### WHAT YOU WILL DO:
Because the images are not wanted, restate every line below word for word without them.

### DATA EXTRACTS:
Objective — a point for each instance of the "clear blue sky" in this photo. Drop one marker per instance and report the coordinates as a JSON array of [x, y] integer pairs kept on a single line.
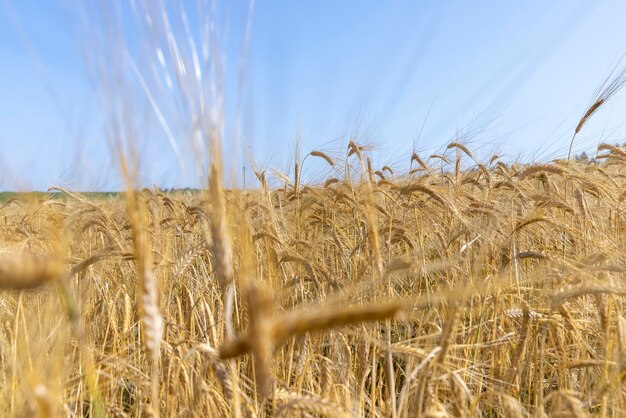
[[514, 76]]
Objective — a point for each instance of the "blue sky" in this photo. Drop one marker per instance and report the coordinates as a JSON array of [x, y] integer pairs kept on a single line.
[[512, 77]]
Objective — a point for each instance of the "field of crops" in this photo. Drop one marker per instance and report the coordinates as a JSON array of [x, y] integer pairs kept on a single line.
[[456, 288]]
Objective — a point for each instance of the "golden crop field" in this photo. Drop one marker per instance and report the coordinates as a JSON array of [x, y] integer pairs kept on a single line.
[[460, 288]]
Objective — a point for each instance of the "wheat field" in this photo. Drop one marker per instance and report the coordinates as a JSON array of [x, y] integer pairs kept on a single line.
[[459, 288]]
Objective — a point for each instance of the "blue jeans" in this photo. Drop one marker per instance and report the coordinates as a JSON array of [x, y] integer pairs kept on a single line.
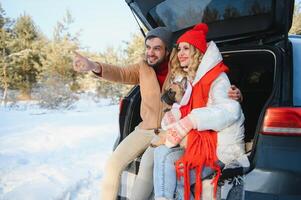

### SOLUTION BELOW:
Objective — a point for each instance of the "clear blue sky" in this photo. Drop one marker per instance and report the coordinates as a JSON array of [x, y] integer pairs kept on a single line.
[[514, 76]]
Objective — a point for each instance of the "blue sky" in this photo. Drop one marker per instance and report the coordinates as a JSON array of [x, y] integer pairs kept on a single line.
[[512, 77]]
Objective — a point for each instance of the "field of crops" in this photo. Drop one marker per instance and report the coordinates as a JSON array of [x, y] integer pairs kept on a single line.
[[456, 288]]
Objective — a point for each instance of the "golden crop field" in this photo. Drop one marker per instance and report the coordinates as a JSON array of [x, y] integer pairs kept on a single line.
[[460, 288]]
Objective — a point for each instance of the "wheat field" in this photo. Drop one marker per instance and report the coordinates as a JSON array of [x, y] integer pairs kept on a single line.
[[459, 288]]
Objective — a point for each instance of the "blue jeans" in this photo. Drop one marker per instance and report the coordinates as a JSON array of [x, y] integer pairs kept on a single line.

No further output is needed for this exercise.